----- Provided data -----
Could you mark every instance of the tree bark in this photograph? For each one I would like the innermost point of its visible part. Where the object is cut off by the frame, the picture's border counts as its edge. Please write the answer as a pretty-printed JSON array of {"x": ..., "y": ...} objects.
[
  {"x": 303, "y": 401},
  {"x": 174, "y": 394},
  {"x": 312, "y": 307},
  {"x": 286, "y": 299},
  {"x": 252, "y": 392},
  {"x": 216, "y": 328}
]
-----
Task prompt> All of the entries should be written out again exactly.

Completed task>
Could you mark every instance of the tree bark in this photograph? For each one I would like the innermost point of its visible part. Where the object is cut off by the frame, the picture's border counts as its edge. Please write the answer as a pretty-printed JSON array of {"x": ..., "y": ...} objects.
[
  {"x": 303, "y": 401},
  {"x": 174, "y": 394},
  {"x": 312, "y": 307},
  {"x": 286, "y": 299},
  {"x": 252, "y": 392},
  {"x": 216, "y": 328}
]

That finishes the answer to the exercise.